GOAL:
Look below for the line with "Would you mind marking the door". Extract that line and each one after it through the last, word for word.

Pointing dataset excerpts
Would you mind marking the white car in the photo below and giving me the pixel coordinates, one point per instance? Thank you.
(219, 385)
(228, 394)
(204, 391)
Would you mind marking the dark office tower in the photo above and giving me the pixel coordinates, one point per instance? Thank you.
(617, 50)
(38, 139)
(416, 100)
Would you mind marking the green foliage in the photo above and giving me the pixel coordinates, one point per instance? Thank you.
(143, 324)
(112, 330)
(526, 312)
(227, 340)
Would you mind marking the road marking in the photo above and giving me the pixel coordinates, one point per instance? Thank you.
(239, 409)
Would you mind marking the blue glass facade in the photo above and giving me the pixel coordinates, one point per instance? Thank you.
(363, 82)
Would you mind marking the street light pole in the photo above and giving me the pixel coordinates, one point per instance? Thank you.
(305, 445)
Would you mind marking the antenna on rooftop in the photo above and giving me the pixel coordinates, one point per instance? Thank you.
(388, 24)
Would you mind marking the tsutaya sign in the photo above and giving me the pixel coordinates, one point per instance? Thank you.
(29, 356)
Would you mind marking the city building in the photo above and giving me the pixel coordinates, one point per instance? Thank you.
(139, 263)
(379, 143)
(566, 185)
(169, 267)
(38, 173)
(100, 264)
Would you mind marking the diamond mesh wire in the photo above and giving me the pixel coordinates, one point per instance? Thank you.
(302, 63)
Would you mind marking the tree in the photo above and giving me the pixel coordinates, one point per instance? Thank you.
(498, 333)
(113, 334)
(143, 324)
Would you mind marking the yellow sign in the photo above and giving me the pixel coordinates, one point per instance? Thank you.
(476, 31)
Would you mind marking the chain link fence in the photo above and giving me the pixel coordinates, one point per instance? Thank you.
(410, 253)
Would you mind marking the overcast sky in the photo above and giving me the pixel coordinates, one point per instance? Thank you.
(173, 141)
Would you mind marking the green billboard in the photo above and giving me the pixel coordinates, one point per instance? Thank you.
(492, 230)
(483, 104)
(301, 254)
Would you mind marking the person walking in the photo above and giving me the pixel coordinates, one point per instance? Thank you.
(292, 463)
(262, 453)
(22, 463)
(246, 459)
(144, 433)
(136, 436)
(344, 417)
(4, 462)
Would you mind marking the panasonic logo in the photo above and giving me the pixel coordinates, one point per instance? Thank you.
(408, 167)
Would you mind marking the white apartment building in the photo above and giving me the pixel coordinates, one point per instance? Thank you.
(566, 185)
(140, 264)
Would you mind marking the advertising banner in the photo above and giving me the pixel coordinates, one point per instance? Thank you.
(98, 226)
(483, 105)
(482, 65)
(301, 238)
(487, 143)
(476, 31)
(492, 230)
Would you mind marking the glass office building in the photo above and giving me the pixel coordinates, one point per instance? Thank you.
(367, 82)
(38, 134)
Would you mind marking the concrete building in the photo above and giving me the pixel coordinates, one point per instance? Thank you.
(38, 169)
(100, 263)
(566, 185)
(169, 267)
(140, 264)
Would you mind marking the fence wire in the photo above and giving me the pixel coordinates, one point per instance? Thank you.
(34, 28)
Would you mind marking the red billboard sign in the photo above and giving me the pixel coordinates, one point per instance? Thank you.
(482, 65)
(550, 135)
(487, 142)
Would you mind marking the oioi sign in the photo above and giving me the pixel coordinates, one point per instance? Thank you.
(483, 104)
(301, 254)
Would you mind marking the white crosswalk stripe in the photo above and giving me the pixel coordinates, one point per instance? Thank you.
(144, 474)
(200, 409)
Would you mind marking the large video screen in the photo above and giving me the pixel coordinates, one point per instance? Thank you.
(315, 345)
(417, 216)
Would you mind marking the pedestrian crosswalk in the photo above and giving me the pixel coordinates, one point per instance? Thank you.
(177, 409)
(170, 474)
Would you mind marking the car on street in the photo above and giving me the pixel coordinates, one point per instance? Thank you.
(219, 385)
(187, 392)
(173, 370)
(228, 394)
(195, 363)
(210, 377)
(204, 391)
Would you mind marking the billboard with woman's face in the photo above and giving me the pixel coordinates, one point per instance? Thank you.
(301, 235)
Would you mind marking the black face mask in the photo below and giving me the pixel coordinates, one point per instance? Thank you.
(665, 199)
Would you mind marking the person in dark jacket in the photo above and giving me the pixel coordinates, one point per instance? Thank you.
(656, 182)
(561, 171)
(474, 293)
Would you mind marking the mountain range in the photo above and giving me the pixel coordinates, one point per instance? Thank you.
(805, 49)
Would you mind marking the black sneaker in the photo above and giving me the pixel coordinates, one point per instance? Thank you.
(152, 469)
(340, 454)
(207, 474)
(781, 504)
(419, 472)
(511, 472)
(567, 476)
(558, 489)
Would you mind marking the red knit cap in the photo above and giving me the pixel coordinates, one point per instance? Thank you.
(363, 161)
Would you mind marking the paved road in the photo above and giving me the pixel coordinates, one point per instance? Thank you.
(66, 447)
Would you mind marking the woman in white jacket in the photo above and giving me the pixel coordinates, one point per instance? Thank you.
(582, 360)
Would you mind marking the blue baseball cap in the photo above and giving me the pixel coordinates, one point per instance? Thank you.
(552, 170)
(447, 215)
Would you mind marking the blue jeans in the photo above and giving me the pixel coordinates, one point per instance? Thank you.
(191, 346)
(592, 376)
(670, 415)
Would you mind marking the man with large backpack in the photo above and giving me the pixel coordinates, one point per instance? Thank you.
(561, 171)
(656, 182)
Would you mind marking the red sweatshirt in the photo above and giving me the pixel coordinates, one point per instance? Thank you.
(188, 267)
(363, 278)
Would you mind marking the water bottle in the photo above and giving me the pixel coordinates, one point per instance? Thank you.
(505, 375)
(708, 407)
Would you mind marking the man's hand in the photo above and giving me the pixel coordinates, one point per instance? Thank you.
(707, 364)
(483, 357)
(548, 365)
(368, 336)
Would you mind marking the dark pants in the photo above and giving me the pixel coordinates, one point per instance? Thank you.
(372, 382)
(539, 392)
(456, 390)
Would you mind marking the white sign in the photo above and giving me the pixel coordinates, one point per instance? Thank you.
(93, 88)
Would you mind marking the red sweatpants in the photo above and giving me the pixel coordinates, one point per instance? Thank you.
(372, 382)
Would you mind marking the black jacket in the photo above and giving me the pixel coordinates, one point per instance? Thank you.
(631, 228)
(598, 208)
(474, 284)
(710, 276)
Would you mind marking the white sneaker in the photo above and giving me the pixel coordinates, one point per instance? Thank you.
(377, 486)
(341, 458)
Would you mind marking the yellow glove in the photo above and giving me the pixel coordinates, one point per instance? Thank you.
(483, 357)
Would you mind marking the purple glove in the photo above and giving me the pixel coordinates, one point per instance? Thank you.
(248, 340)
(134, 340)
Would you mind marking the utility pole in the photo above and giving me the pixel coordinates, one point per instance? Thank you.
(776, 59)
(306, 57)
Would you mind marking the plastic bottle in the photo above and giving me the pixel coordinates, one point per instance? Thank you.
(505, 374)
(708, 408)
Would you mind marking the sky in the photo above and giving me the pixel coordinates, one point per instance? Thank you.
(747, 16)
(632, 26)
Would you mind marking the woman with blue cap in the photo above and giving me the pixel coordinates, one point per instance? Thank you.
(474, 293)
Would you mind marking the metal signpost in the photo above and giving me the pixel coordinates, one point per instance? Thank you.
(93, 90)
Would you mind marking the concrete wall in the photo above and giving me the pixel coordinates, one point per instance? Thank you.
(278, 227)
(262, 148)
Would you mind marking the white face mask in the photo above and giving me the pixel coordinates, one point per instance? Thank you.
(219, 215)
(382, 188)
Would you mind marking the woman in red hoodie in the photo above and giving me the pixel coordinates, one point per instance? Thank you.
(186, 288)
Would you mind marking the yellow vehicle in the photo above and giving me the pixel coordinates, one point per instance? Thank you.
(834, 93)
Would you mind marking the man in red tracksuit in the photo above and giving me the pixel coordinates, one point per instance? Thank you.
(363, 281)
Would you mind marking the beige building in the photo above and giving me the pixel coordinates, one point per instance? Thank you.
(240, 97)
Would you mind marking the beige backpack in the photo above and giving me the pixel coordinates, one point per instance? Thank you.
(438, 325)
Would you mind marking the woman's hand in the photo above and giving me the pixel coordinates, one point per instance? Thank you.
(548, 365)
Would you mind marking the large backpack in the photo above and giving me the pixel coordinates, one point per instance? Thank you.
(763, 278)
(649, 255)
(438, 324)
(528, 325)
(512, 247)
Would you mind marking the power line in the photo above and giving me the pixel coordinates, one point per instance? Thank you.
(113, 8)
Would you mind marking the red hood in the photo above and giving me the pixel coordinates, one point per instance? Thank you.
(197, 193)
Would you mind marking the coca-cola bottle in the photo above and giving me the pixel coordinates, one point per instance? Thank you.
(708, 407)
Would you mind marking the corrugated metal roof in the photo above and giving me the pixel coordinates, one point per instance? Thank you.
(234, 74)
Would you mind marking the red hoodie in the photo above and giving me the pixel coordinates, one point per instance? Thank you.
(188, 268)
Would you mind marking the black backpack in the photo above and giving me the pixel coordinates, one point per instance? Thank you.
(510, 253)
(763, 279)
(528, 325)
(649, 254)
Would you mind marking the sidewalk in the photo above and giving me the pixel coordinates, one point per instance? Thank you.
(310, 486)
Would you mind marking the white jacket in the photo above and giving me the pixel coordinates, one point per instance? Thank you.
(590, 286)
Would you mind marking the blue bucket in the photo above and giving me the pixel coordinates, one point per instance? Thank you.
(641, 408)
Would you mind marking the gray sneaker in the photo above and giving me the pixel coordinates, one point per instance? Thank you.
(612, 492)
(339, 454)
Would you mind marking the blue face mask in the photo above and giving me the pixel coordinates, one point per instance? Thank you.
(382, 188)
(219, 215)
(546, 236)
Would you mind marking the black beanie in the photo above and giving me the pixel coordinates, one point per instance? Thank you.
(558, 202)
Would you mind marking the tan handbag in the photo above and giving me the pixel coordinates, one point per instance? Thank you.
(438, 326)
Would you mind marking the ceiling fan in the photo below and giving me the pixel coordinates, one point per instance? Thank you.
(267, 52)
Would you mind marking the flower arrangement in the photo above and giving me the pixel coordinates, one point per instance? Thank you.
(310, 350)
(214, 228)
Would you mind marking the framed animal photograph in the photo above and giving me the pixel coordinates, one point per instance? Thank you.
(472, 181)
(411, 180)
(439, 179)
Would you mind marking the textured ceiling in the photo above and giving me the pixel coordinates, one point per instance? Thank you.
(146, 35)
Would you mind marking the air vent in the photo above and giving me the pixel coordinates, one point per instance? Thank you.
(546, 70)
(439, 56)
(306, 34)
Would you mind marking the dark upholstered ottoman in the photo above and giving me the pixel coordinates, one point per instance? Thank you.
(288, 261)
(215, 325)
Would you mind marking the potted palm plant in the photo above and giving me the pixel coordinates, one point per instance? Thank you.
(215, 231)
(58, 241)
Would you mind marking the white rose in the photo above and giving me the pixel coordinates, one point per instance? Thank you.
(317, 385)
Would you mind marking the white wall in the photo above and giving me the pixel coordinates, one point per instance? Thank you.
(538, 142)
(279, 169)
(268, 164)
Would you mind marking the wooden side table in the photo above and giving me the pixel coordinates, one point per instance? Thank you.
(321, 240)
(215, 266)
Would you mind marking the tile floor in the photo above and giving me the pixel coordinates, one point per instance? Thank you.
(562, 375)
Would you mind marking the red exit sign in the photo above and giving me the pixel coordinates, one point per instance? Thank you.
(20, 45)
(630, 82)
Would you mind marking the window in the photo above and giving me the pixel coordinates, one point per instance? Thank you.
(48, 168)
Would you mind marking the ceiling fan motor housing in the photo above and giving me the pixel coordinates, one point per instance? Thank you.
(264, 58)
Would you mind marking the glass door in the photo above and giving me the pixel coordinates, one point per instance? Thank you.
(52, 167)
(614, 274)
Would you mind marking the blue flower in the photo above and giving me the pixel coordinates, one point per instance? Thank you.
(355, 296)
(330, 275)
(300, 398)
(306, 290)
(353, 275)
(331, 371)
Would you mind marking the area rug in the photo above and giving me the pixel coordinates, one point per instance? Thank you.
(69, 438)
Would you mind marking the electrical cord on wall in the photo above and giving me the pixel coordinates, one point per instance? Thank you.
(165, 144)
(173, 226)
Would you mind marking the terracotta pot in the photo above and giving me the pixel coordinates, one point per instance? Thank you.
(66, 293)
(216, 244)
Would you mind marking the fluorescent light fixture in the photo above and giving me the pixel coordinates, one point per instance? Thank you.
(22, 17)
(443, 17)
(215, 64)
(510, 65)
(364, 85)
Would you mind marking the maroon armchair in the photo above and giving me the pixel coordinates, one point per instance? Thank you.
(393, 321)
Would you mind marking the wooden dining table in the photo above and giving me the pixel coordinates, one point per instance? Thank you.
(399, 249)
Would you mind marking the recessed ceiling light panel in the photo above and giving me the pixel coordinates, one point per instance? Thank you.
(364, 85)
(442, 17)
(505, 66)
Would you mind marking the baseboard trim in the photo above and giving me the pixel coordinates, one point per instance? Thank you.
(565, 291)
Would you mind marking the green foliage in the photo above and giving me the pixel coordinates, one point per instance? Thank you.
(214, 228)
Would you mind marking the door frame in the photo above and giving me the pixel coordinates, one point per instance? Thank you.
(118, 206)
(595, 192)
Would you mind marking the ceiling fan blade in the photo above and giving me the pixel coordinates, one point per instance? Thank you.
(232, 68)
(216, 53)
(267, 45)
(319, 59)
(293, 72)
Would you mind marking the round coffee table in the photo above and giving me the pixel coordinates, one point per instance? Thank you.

RESPONSE BELOW:
Would you mind marking the door frame in the photo above and giving me the pixel coordinates, one point per instance? Thank you.
(118, 206)
(595, 192)
Would you mind marking the ceiling fan blade in the photo above and giving me the pixel coordinates, one point per instance? Thank you.
(232, 68)
(216, 53)
(267, 45)
(319, 59)
(293, 72)
Would you mind marking the round coffee table in the photo above and giving me the pixel coordinates, one point per instance? Thank you.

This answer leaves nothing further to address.